— Start GIVEN DATA —
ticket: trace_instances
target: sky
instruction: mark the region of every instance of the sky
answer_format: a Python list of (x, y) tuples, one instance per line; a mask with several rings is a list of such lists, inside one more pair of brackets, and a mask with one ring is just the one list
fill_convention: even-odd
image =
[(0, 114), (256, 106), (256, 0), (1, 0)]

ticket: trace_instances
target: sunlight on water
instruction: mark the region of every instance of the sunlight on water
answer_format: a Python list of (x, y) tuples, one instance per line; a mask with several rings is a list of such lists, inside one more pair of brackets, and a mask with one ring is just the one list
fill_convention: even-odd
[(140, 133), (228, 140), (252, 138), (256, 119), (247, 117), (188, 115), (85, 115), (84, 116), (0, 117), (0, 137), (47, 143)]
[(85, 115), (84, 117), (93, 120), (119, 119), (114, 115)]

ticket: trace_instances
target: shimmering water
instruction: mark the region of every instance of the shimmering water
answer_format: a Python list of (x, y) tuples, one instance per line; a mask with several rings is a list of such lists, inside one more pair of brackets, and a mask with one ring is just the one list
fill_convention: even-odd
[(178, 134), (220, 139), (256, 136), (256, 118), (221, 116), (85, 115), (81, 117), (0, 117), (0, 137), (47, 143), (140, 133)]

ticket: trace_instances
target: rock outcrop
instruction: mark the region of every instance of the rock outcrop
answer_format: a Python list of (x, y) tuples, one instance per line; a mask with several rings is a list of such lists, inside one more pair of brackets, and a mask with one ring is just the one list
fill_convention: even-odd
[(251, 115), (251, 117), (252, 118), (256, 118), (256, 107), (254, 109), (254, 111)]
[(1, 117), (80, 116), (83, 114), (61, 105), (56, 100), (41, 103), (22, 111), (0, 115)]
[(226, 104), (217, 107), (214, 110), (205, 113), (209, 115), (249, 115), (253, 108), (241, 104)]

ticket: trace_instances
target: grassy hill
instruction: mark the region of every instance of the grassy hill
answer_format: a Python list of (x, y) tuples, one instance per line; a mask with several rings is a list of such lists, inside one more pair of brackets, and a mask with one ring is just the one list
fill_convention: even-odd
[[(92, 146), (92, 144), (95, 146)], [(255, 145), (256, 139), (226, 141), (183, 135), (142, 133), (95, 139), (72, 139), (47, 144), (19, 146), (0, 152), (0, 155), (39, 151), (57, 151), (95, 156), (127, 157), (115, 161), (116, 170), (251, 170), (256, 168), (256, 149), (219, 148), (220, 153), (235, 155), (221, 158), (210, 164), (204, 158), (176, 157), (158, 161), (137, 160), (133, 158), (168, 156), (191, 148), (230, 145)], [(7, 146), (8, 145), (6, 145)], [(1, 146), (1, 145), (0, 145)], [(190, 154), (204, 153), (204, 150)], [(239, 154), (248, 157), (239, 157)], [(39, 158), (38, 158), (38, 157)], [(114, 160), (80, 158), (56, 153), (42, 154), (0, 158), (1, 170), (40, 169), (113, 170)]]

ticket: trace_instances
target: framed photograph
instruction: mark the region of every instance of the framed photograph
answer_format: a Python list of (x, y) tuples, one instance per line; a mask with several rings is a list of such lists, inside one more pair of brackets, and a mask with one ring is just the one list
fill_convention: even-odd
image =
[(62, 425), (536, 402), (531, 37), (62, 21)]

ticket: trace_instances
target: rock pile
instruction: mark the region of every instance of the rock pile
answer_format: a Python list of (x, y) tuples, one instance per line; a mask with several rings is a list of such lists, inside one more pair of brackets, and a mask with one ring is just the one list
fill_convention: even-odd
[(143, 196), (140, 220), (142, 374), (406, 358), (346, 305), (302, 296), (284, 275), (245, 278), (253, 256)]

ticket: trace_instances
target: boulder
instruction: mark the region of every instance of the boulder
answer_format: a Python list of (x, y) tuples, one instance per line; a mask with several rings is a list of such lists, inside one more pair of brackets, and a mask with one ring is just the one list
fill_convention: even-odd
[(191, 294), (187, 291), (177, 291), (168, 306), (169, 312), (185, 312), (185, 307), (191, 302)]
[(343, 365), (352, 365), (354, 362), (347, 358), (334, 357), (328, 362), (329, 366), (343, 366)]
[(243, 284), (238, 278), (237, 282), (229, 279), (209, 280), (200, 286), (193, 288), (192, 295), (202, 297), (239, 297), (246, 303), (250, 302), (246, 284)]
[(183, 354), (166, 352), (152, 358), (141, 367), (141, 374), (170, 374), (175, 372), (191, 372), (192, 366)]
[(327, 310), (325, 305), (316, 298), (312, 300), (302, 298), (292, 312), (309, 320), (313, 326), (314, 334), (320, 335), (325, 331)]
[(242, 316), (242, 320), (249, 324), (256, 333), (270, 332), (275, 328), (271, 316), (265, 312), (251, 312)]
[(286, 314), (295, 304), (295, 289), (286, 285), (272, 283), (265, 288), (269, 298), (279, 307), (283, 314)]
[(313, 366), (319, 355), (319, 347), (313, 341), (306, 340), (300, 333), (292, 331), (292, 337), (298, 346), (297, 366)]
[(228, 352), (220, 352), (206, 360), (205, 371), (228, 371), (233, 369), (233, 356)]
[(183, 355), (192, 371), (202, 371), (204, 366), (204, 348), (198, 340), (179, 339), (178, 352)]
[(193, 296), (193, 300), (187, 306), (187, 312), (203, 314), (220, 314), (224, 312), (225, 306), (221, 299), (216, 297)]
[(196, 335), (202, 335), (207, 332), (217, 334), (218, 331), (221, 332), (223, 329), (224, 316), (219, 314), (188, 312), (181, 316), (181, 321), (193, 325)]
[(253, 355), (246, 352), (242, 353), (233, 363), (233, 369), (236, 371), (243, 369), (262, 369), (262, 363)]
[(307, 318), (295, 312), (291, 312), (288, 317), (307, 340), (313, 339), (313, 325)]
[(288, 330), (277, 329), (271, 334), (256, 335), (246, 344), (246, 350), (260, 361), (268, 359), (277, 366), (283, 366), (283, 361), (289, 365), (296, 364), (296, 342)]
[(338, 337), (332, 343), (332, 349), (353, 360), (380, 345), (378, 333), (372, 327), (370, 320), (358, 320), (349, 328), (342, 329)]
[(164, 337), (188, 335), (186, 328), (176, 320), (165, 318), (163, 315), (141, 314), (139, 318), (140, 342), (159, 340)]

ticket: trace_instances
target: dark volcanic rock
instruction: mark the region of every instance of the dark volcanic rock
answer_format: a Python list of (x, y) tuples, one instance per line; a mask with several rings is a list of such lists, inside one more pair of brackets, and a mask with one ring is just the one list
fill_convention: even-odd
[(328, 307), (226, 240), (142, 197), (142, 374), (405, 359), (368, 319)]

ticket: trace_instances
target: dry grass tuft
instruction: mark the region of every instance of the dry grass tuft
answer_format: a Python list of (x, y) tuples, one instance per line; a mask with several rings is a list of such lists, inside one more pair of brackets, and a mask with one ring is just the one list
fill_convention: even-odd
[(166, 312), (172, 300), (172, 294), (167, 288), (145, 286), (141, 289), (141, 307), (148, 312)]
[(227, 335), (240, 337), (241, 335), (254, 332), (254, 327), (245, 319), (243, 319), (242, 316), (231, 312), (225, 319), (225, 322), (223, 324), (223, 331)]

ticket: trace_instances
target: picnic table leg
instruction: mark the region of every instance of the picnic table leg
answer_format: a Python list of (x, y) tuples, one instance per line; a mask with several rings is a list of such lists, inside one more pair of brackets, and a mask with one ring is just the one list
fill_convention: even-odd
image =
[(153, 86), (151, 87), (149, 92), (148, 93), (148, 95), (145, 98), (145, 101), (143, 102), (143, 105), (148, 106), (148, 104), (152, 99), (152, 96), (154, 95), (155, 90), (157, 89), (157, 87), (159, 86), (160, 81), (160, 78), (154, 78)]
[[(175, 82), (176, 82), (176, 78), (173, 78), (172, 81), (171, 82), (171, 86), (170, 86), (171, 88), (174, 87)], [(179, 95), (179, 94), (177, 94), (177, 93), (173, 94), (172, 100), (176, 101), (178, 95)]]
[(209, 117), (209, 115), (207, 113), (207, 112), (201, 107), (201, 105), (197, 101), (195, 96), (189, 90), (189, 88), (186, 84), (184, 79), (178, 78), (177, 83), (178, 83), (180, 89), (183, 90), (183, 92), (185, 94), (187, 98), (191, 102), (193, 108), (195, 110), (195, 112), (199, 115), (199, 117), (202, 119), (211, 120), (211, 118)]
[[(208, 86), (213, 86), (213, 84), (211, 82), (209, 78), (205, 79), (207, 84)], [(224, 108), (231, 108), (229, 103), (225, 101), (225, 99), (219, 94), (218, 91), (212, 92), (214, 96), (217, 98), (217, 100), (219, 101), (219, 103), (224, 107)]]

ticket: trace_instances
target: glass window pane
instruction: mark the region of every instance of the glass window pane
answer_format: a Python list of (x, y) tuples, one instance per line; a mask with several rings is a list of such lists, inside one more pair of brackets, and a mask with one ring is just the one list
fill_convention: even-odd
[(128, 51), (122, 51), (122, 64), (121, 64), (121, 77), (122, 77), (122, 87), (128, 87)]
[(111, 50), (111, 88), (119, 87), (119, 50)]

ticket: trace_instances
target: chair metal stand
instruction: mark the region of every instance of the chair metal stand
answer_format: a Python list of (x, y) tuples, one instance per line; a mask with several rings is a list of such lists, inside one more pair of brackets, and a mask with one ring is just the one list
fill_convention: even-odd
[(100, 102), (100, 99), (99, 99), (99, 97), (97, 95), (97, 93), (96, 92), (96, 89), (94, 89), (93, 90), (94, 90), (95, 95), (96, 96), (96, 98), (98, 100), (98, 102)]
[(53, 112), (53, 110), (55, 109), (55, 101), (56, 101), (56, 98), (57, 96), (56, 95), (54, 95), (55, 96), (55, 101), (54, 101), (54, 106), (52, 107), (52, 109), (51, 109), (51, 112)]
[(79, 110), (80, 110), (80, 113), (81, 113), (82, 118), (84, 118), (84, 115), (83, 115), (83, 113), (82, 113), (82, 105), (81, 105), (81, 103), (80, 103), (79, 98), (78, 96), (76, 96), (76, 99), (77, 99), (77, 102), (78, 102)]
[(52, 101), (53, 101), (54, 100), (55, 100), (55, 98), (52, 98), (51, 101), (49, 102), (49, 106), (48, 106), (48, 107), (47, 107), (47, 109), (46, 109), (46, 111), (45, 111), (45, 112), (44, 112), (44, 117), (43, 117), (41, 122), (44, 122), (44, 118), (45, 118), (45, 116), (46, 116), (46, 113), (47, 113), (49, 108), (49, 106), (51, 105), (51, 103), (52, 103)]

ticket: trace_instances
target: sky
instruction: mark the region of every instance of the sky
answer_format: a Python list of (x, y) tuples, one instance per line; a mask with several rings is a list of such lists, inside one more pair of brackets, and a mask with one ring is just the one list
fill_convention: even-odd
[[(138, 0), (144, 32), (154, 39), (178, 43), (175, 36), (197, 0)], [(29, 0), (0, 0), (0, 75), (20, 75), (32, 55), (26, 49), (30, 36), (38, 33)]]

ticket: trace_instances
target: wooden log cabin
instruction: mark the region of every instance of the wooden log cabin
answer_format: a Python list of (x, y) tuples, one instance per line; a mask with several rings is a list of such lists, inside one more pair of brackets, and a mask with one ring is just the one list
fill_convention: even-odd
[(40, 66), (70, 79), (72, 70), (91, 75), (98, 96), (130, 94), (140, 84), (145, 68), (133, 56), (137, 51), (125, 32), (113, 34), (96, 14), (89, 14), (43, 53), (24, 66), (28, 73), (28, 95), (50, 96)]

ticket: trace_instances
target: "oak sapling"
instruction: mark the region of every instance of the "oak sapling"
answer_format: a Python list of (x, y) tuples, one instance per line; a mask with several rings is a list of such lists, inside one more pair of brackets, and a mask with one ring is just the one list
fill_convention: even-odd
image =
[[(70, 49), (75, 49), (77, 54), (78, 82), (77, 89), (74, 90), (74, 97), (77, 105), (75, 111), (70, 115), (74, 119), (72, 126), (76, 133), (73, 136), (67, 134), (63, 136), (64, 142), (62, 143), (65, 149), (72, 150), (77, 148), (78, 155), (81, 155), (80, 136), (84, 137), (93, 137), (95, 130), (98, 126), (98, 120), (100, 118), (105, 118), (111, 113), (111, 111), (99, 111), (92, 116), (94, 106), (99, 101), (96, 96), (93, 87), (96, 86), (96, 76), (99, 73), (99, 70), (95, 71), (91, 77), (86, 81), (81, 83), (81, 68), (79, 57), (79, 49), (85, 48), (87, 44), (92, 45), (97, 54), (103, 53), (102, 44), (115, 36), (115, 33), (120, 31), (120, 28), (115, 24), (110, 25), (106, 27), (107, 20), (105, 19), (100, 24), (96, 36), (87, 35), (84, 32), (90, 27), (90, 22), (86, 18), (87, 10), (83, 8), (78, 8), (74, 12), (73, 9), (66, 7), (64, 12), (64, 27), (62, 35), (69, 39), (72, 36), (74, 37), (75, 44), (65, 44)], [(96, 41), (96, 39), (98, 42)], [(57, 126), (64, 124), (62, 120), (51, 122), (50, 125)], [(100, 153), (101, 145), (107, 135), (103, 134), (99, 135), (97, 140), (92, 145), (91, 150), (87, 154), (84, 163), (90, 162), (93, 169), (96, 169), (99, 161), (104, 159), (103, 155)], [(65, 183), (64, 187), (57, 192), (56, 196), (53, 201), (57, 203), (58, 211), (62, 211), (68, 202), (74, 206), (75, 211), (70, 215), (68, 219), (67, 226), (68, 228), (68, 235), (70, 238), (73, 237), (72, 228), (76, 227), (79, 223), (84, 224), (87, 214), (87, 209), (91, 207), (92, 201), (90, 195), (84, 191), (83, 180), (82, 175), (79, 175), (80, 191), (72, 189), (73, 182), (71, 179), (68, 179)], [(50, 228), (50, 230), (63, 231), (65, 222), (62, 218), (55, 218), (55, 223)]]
— End GIVEN DATA —
TASK PROMPT> Rewrite the records starting at the first line and ending at the line that contains "[(85, 115), (84, 117), (93, 120), (119, 119), (114, 115)]", changing "sunlight" to "sun glare" and leaving everything else the same.

EXERCISE SOLUTION>
ticket: trace_instances
target: sky
instruction: mark the region of every instance of the sky
answer_format: a Python list of (x, y) tuples, one instance per line; a mask with several rings is a list of such lists, inside one more pair of brackets, and a mask with one ring is just the one list
fill_convention: even-odd
image =
[(0, 114), (256, 106), (256, 0), (1, 0)]

ticket: trace_instances
target: sun glare on water
instruction: mark the region of every instance of the sun glare on water
answer_format: a Python list of (x, y) tuples, one instance per line; a mask with several rings is a list of such lists, inside one more pair of brackets, and a mask with one ring is just the one list
fill_convention: even-odd
[(140, 133), (228, 140), (252, 138), (256, 119), (247, 117), (188, 115), (85, 115), (84, 116), (0, 117), (0, 137), (47, 143)]
[(85, 115), (84, 117), (93, 120), (119, 119), (114, 115)]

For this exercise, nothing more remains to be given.